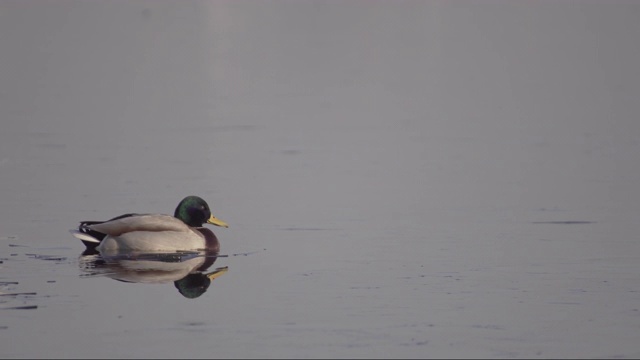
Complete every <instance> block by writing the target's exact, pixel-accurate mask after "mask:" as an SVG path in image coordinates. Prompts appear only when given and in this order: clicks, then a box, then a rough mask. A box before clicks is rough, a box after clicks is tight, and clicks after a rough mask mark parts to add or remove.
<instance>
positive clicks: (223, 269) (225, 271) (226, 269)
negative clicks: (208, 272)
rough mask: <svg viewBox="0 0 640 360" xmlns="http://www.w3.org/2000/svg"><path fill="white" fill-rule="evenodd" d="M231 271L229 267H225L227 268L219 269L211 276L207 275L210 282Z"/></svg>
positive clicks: (211, 274) (223, 267) (216, 270)
mask: <svg viewBox="0 0 640 360" xmlns="http://www.w3.org/2000/svg"><path fill="white" fill-rule="evenodd" d="M228 270H229V267H227V266H225V267H221V268H217V269H216V270H215V271H213V272H210V273H209V274H207V277H208V278H209V279H210V280H213V279H215V278H217V277H219V276H220V275H222V274H224V273H226V272H227V271H228Z"/></svg>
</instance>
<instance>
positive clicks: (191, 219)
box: [71, 195, 229, 253]
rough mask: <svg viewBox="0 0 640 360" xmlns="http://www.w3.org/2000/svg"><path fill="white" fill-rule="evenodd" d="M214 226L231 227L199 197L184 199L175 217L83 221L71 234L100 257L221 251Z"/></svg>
mask: <svg viewBox="0 0 640 360" xmlns="http://www.w3.org/2000/svg"><path fill="white" fill-rule="evenodd" d="M205 223H207V224H211V225H215V226H220V227H224V228H228V227H229V225H227V223H225V222H224V221H222V220H220V219H218V218H216V217H215V216H213V215H212V214H211V210H210V208H209V205H208V204H207V202H206V201H204V199H202V198H201V197H199V196H194V195H190V196H187V197H185V198H184V199H182V201H180V203H178V206H177V207H176V209H175V212H174V214H173V216H171V215H167V214H138V213H129V214H123V215H120V216H116V217H114V218H112V219H109V220H106V221H81V222H80V225H79V226H78V228H77V229H73V230H71V233H72V234H73V236H74V237H76V238H78V239H80V240H81V241H82V242H83V243H84V245H85V246H86V247H87V249H90V250H95V251H98V252H100V253H105V252H106V253H113V252H120V251H139V252H156V251H190V250H206V251H211V252H215V253H217V252H219V251H220V242H219V241H218V238H217V237H216V235H215V234H214V233H213V231H211V230H210V229H208V228H206V227H203V225H204V224H205Z"/></svg>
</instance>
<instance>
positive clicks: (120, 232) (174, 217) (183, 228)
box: [82, 214, 191, 236]
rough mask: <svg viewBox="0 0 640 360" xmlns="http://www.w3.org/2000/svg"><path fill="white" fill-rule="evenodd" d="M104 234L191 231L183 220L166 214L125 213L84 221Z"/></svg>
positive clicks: (189, 227)
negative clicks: (108, 218)
mask: <svg viewBox="0 0 640 360" xmlns="http://www.w3.org/2000/svg"><path fill="white" fill-rule="evenodd" d="M82 224H83V225H84V227H86V228H89V229H91V230H93V231H97V232H100V233H102V234H106V235H111V236H120V235H122V234H124V233H128V232H133V231H154V232H156V231H191V229H190V227H189V226H187V224H185V223H184V222H182V220H180V219H177V218H175V217H173V216H171V215H164V214H125V215H121V216H118V217H115V218H113V219H111V220H107V221H105V222H90V221H85V222H83V223H82Z"/></svg>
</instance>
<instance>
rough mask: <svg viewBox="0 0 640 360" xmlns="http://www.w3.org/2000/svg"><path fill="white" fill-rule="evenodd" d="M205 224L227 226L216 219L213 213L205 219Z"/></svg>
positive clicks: (217, 225)
mask: <svg viewBox="0 0 640 360" xmlns="http://www.w3.org/2000/svg"><path fill="white" fill-rule="evenodd" d="M207 224H211V225H215V226H222V227H229V225H227V223H226V222H224V221H222V220H220V219H218V218H217V217H215V216H213V215H211V217H210V218H209V220H207Z"/></svg>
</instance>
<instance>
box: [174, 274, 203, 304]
◆ ◆ ◆ ◆ ◆
* PROMPT
Each record must be quoted in full and exactly. Do not include the pictures.

* ANSWER BELOW
Complete every <instance> block by writing the target's exact, pixel-accurate mask after "mask:" as an SVG path in image coordinates. Prompts appear only when given and in this order: clicks, then a box, then a rough mask. A box before clicks is rough, a box after clicks is tight, and clicks after a rough mask mark parts to add or remove.
<instance>
positive clicks: (223, 269) (225, 271) (226, 269)
negative clicks: (208, 272)
rough mask: <svg viewBox="0 0 640 360" xmlns="http://www.w3.org/2000/svg"><path fill="white" fill-rule="evenodd" d="M231 271L229 267H225L227 268L219 269L211 276L207 275L210 282Z"/></svg>
positive clicks: (211, 274) (223, 267) (216, 270)
mask: <svg viewBox="0 0 640 360" xmlns="http://www.w3.org/2000/svg"><path fill="white" fill-rule="evenodd" d="M228 270H229V267H227V266H225V267H221V268H217V269H216V270H215V271H213V272H210V273H209V274H207V277H208V278H209V279H210V280H213V279H215V278H217V277H219V276H220V275H222V274H224V273H226V272H227V271H228Z"/></svg>
</instance>
<instance>
positive clicks: (191, 219)
box: [71, 195, 229, 253]
rough mask: <svg viewBox="0 0 640 360" xmlns="http://www.w3.org/2000/svg"><path fill="white" fill-rule="evenodd" d="M214 226L231 227L199 197L184 199L175 217L83 221L71 234L100 257L221 251Z"/></svg>
mask: <svg viewBox="0 0 640 360" xmlns="http://www.w3.org/2000/svg"><path fill="white" fill-rule="evenodd" d="M205 223H207V224H211V225H215V226H220V227H224V228H228V227H229V225H227V223H225V222H224V221H222V220H220V219H218V218H216V217H215V216H213V215H212V214H211V210H210V208H209V205H208V204H207V202H206V201H204V199H202V198H201V197H199V196H194V195H190V196H187V197H185V198H184V199H182V201H180V203H178V206H177V207H176V209H175V212H174V214H173V216H171V215H167V214H138V213H129V214H123V215H120V216H116V217H114V218H112V219H109V220H106V221H81V222H80V225H79V226H78V228H77V229H73V230H71V233H72V234H73V236H74V237H76V238H78V239H80V240H81V241H82V242H83V243H84V245H85V246H86V247H87V249H90V250H95V251H98V252H100V253H105V252H106V253H113V252H120V251H139V252H156V251H190V250H206V251H211V252H215V253H217V252H219V251H220V242H219V241H218V238H217V237H216V235H215V234H214V233H213V231H211V230H210V229H208V228H206V227H203V225H204V224H205Z"/></svg>
</instance>
<instance>
positive clicks: (120, 232) (174, 217) (183, 228)
box: [82, 214, 191, 236]
rough mask: <svg viewBox="0 0 640 360" xmlns="http://www.w3.org/2000/svg"><path fill="white" fill-rule="evenodd" d="M104 234L191 231L183 220L166 214L125 213L84 221Z"/></svg>
positive clicks: (189, 227)
negative clicks: (108, 218)
mask: <svg viewBox="0 0 640 360" xmlns="http://www.w3.org/2000/svg"><path fill="white" fill-rule="evenodd" d="M82 224H83V225H84V227H86V228H89V229H91V230H93V231H97V232H100V233H102V234H106V235H111V236H120V235H122V234H124V233H128V232H133V231H154V232H156V231H191V229H190V227H189V226H187V224H185V223H184V222H182V220H180V219H177V218H175V217H173V216H171V215H164V214H125V215H121V216H118V217H115V218H113V219H111V220H107V221H105V222H90V221H85V222H83V223H82Z"/></svg>
</instance>
<instance>
rough mask: <svg viewBox="0 0 640 360" xmlns="http://www.w3.org/2000/svg"><path fill="white" fill-rule="evenodd" d="M205 224L227 226L216 219L213 213L205 219Z"/></svg>
positive clicks: (217, 225)
mask: <svg viewBox="0 0 640 360" xmlns="http://www.w3.org/2000/svg"><path fill="white" fill-rule="evenodd" d="M207 224H211V225H215V226H222V227H229V225H227V223H226V222H224V221H222V220H220V219H218V218H217V217H215V216H213V215H211V217H210V218H209V220H207Z"/></svg>
</instance>
<instance>
box: [174, 274, 203, 304]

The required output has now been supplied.